-- EXCERPT --

Senior IT Cybersecurity Risk Analyst

About The Position

Requirements

• Bachelor’s degree in information security, computer science, information systems, or a related field, or equivalent work experience.
• Eight or more years of experience in cybersecurity, IT risk management, IT audit, or related disciplines.
• Demonstrated experience assessing the effectiveness of security controls in operational environments.
• Strong working knowledge of the CIS Critical Security Controls, NIST 800-171, GLBA Safeguards, and related guidance such as NIST CSF or ISO 27001.
• Experience translating framework expectations into practical security recommendations that balance risk, usability, and available resources.

Nice To Haves

• Professional certifications such as CISSP, CISM, CISA, or CRISC is preferred.
• Experience in higher education or similarly complex, mission-driven organizations is preferred.
• Experience with risk or GRC tooling and security metrics is preferred.

Responsibilities

• Perform cybersecurity and information risk assessments for systems, applications, vendors, and business processes, using the CIS Critical Security Controls as a practical foundation while aligning to NIST 800-171 and GLBA Safeguards requirements.
• Evaluate the design and operating effectiveness of administrative, technical, and physical security controls, focusing on whether controls meaningfully reduce risk rather than simply meeting documented requirements.
• Use CIS Critical Security Controls to assess control maturity and identify actionable improvements, applying NIST 800-171 and GLBA Safeguards as supporting frameworks where required.
• Translate technical findings into clear, business-focused risk statements that describe impact, likelihood, and practical mitigation options.
• Partner with system owners, data owners, and IT teams to define remediation strategies, compensating controls, or acceptable risk decisions, and to actively track, escalate, and report on progress until risks are reduced or formally accepted.
• Assess day-to-day security practices, including access management, incident response readiness, monitoring practices, vendor oversight, and data protection.
• Support institutional efforts to strengthen cybersecurity posture through incremental improvements that deliver measurable risk reduction.
• Provide consultative guidance to IT and business teams on secure design, implementation, and operation of systems and services.
• Support third-party and vendor risk assessments with emphasis on actual control effectiveness and operational risk.

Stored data
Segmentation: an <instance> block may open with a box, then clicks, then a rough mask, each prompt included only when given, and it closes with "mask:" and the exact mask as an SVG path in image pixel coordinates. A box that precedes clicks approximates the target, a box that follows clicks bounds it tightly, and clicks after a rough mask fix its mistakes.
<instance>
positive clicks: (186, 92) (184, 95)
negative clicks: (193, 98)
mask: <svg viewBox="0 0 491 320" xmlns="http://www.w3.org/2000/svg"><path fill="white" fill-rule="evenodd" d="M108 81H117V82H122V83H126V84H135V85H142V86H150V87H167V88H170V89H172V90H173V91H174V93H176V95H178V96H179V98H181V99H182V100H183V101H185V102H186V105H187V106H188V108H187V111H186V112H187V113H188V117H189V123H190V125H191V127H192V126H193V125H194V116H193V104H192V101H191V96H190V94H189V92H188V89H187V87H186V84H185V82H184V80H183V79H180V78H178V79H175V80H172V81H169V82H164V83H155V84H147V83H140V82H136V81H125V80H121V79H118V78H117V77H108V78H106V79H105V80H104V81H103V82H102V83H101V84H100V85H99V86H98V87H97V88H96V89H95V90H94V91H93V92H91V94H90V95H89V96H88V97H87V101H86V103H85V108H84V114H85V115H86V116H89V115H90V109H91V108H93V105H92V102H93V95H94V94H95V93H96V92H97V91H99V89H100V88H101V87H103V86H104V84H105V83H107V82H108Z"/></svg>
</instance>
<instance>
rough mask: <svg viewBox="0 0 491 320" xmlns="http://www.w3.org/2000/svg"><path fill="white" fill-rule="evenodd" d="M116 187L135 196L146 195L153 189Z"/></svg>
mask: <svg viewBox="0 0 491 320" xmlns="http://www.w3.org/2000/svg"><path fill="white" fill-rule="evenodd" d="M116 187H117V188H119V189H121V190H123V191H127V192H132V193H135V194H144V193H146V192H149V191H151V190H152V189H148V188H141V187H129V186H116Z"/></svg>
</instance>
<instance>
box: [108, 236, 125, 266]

-- ACTIONS TO TAKE --
A. According to the job posting, how many years of experience does the position require?
B. Continue the job posting for the cybersecurity risk analyst position from the point where it stops.
The records are drawn from a separate source.

-- RESULTS OF THE EXERCISE --
A. Eight or more years of experience in cybersecurity, IT risk management, IT audit, or related disciplines.

B.
• Track cybersecurity risks, remediation progress, and trends to support leadership and governance reporting.
• Contribute to the development and refinement of practical risk assessment methods, security standards, and guidance.
• Participate in audits, reviews, and regulatory inquiries by providing risk-based analysis, context, and evidence.
• Stay current on evolving cyber threats, control practices, and framework guidance relevant to higher education.
• Accountable for initiating, coordinating, and driving cybersecurity incident response activities to resolution, including risk-based decision-making, escalation, and post-incident remediation tracking, while leveraging operational teams for technical execution.
• Owns the lifecycle of cybersecurity risks from identification through remediation or formal acceptance, with responsibility for ensuring corrective actions are executed by the appropriate operational owners.
• Holds operational teams accountable for implementing agreed-upon cybersecurity controls and remediation activities through defined governance, escalation, and reporting mechanisms, escalating unresolved risks and execution gaps to IT and University leadership as necessary.
• Validates that agreed remediation actions are not only planned but are operating effectively in practice and delivering measurable risk reduction.
• Depending on initiatives, occasional travel to university locations may be required.
• Perform other duties as assigned.

Benefits

• We offer a comprehensive benefits package, including a tuition waiver and reimbursement program, health insurance, paid time off, and a retirement savings plan with company match.